● LISTA DE TAREFAS
1. Enumere todos os descritores indicados no acórdão do Tribunal da Relação de Coimbra.
2. Prossiga a redação do acórdão do Tribunal da Relação de Coimbra a partir da última frase do sumário.

● EXCERTO DO TEXTO
Acórdão do Tribunal da Relação de Coimbra
Processo:
5867/18.3T8CBR-B.C1
Nº Convencional: JTRC
Relator: EMÍDIO SANTOS
Descritores: INSOLVÊNCIA
LEGITIMIDADE
CREDOR
ALIMENTOS
Data do Acordão: 01/29/2019
Votação: UNANIMIDADE
Tribunal Recurso: TRIBUNAL JUDICIAL DA COMARCA DE COIMBRA - COIMBRA - JUÍZO COMÉRCIO - JUIZ 3
Texto Integral: S
Meio Processual: APELAÇÃO
Decisão: REVOGADA
Legislação Nacional: ARTS. 8CC
Sumário: O progenitor que conviva com os filhos não tem legitimidade, como credor, para pedir a declaração de insolvência do outro progenitor, quando a dívida cujo incumprimento se imputa a este último é dívida de alimentos aos filhos do casal, já de maioridade à data do pedido da declaração de insolvência.

● SECÇÃO DE DADOS
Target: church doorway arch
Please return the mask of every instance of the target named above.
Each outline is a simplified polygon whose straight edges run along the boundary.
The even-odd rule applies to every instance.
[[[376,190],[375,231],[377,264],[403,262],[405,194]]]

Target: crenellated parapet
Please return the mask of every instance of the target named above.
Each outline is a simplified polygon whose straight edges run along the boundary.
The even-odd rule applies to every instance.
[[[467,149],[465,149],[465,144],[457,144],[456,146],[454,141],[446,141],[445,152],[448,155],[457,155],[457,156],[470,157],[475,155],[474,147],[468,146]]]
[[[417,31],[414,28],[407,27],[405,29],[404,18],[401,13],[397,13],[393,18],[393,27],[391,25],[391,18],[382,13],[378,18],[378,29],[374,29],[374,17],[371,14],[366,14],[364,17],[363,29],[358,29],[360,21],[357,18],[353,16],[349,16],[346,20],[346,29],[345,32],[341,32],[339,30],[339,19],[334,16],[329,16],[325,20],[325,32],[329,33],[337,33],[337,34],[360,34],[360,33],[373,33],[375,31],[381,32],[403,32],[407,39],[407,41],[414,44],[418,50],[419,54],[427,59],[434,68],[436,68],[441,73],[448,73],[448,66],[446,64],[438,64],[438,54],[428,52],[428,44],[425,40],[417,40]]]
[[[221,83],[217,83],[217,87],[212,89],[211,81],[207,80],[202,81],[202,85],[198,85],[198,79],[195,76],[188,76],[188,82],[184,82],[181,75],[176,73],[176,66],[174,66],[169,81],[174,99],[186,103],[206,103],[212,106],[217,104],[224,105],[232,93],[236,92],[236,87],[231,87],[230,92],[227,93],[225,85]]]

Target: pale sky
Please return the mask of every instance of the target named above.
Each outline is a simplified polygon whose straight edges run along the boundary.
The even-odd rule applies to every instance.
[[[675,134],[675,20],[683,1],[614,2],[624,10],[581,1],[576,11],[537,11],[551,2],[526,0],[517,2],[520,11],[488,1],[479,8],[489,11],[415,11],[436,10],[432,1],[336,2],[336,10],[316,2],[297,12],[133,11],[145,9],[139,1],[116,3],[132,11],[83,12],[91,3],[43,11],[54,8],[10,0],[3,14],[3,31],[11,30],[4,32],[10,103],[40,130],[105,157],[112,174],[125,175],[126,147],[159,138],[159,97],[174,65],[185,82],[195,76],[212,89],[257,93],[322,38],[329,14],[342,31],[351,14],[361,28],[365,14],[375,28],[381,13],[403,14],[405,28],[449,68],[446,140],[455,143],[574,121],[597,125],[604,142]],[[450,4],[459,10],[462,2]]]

● RESPOSTAS POR TAREFA
1. INSOLVÊNCIA, LEGITIMIDADE, CREDOR, ALIMENTOS

2.
Decisão Texto Integral:



Acordam na 1.ª Secção Cível do Tribunal da Relação de Coimbra

J (…), residente (…), pediu a insolvência de JR (…) residente (…), .

Fundamentou o pedido na seguinte alegação:
1. Que o requerido, que é casado com a requerente, foi condenado a pagar, em processo de regulação das responsabilidades parentais, a cada uma das duas filhas do casal, a quantia de 150 euros, a título de alimentos, a partir de 20 de Junho de 2014;
2. Que o requerido não pagou qualquer prestação de alimentos desde Junho de 2014 até ao momento em que foi apresentado o presente pedido de insolvência;
3. Que o requerido está desempregado;
4. Que os factos demonstram que o requerido não cumpre, desde Junho de 2014, com a generalidade das suas obrigações;
5. Que o requerido está em situação de insolvência.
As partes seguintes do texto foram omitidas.